Page excerpt:
=== Begin Enclosure ===
Inflammation also plays a critical role in the development of athero­sclerosis and heart disease. 5-LOX (5-lipoxygenase), a pro-inflam­matory enzyme in the body, supports the synthesis of leukotrienes (lipid mediators that induce inflammation). This, in turn, contributes to atherosclerosis in several ways – most notably by promoting arterial plaque formation, vascular permeability, and LDL oxidation. Boswellic acids – the active component of the herb boswellia – directly inhibit 5-LOX, thereby providing anti-inflammatory properties (5).

Chamomile is used in herbal medicine to help relieve inflammatory conditions of the gastrointestinal tract and is commonly known for its calming effects. Chamomile’s anti-inflammatory and antioxidant prop­erties are thought to be a factor in supporting cardiovascular health (6).
=== End Enclosure ===
Extracted entries:
=== Begin Enclosure ===
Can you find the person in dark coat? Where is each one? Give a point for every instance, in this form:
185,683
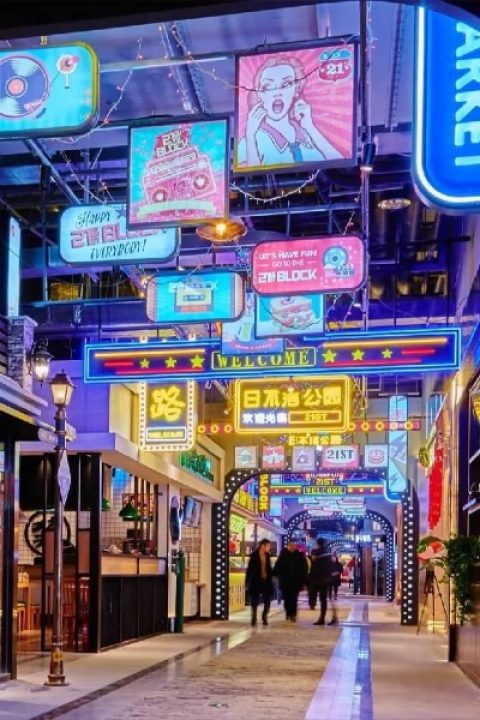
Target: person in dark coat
321,577
259,581
337,569
291,569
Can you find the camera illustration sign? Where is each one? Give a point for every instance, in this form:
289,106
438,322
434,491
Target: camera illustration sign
310,265
296,107
167,415
98,234
178,173
195,297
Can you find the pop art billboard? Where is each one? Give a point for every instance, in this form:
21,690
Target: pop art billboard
177,173
179,297
311,265
284,315
98,234
45,91
296,108
238,338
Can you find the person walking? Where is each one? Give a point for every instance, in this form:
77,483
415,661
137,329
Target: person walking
292,570
259,582
337,569
321,576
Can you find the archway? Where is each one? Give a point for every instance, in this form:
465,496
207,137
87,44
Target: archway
220,551
386,526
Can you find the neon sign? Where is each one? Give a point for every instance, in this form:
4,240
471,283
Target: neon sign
176,297
409,351
167,414
98,234
50,90
177,173
310,265
274,408
446,161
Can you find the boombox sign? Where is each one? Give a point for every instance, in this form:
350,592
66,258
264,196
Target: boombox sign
318,265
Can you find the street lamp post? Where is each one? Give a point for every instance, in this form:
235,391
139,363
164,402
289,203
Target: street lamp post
62,390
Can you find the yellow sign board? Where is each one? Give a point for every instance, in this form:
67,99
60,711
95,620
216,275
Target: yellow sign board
291,405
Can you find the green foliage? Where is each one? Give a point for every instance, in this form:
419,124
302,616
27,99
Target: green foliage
462,553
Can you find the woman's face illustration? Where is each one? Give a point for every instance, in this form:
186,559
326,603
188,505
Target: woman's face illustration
277,90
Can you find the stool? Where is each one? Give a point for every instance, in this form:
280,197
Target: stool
21,615
34,623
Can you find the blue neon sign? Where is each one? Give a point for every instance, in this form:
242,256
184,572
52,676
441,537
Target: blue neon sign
446,154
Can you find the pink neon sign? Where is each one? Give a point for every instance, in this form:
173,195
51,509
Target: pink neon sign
325,264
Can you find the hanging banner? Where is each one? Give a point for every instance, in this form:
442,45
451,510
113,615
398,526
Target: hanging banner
167,416
341,457
273,457
296,108
366,353
304,459
98,234
277,406
182,297
177,173
285,315
246,456
310,265
446,154
50,90
238,338
263,493
375,456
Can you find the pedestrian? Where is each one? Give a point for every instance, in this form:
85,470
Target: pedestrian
337,569
321,575
258,580
291,569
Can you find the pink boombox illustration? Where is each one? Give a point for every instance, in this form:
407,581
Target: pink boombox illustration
178,172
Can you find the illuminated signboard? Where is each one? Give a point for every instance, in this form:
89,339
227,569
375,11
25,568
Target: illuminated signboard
311,265
446,162
375,456
397,482
304,459
45,91
275,406
296,108
410,351
263,493
273,457
284,315
98,234
344,457
238,338
178,173
246,456
181,297
13,261
167,415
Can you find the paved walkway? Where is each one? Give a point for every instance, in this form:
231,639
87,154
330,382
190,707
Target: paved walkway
369,668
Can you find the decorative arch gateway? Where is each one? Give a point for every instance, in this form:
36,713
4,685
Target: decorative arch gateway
220,552
386,526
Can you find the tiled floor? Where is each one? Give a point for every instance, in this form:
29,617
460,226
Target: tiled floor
376,670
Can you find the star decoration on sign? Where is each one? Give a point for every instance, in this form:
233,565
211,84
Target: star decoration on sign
329,356
197,362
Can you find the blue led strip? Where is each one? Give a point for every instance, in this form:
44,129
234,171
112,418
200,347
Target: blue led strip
409,351
446,157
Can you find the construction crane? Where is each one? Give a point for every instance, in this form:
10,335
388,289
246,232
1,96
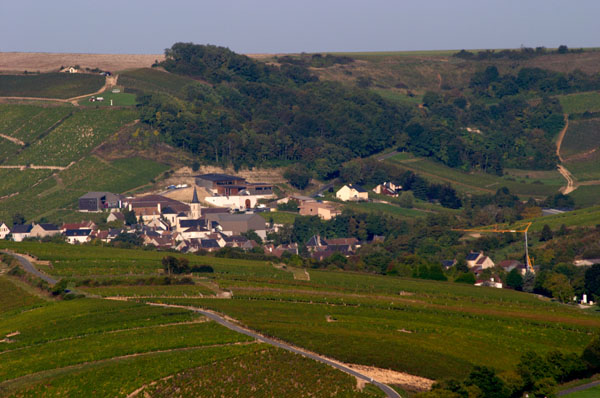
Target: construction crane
523,230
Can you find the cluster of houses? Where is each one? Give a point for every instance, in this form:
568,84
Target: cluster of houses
477,262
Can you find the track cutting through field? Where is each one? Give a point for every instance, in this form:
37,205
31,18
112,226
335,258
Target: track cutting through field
389,392
571,186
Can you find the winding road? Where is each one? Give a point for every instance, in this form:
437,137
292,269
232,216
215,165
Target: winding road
29,267
389,392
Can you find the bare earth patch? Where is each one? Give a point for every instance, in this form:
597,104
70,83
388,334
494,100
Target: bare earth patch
51,62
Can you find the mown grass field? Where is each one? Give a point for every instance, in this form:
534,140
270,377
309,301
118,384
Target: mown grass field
152,80
118,99
50,85
523,183
75,138
581,137
49,195
580,102
425,328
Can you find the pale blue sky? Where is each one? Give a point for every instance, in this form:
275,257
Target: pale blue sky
268,26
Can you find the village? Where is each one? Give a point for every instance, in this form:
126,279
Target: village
228,216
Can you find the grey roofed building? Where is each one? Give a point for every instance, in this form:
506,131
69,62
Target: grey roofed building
78,232
238,223
21,229
97,201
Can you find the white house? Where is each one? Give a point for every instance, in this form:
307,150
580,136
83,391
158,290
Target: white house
78,235
20,232
4,230
479,259
352,193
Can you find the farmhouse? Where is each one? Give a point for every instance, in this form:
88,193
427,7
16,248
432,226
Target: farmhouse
98,201
388,189
324,210
4,230
228,185
78,235
43,230
236,224
478,259
352,193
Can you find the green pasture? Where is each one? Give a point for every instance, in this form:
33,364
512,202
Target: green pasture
585,169
75,138
28,122
580,102
582,136
41,193
521,183
14,298
385,208
50,85
118,99
290,376
118,377
152,80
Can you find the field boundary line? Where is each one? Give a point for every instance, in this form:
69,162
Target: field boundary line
234,325
13,139
121,357
200,320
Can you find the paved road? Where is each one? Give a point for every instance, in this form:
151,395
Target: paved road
578,388
389,392
29,267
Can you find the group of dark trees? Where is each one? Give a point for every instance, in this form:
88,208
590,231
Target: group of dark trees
242,112
520,54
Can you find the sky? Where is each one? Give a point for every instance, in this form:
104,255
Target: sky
284,26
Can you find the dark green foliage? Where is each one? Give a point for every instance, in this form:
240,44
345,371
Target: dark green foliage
488,382
466,277
256,113
591,355
592,280
560,201
546,233
129,217
514,279
297,177
173,265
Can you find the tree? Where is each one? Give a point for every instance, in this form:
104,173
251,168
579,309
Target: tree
297,177
546,234
559,286
514,279
488,382
591,354
528,282
406,200
18,219
592,280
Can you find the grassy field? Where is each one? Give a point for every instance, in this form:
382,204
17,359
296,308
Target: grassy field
28,122
12,298
580,102
50,85
289,375
280,217
118,99
524,183
49,196
152,80
582,136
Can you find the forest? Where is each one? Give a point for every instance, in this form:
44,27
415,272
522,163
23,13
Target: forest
=== End Enclosure ===
Parts of the exercise:
1. Answer these about the passage on inflammation and heart health:
(a) Which enzyme do boswellic acids directly inhibit?
(b) How does the passage describe leukotrienes?
(c) Which two properties of chamomile are thought to help support cardiovascular health?
2. Carry on the passage on inflammation and heart health, starting right after its last sentence.

Answers in order:
1.
(a) 5-LOX (5-lipoxygenase)
(b) Lipid mediators that induce inflammation
(c) Its anti-inflammatory and antioxidant properties

2.
Grape seed extract (GSE) provides a source of antioxidants and can be used for vascular and cardiovascular protection. It helps relieve symptoms related to non-complicated chronic venous insufficiency (CVI) and has been shown to support healthy blood pressure. A meta-analysis of nine randomized controlled trials showed GSE significantly lowered systolic blood pressure and heart rate (7).

Another commonly used herb for supporting heart health is hawthorn. It contains a high polyphenol content, particularly proanthocyanidins, which provide antioxidant activity and may play a role in reducing inflammation and supporting cardiovascular health (8).

Reishi mushroom has been consumed for over 2,000 years in Asia for its broad medicinal properties and is becoming increasingly popular in Western countries as a complementary medicine for cardiovascular health and stress reduction. Reishi is commonly used in herbal medicine to help increase energy and resistance to stress through its adaptogenic properties.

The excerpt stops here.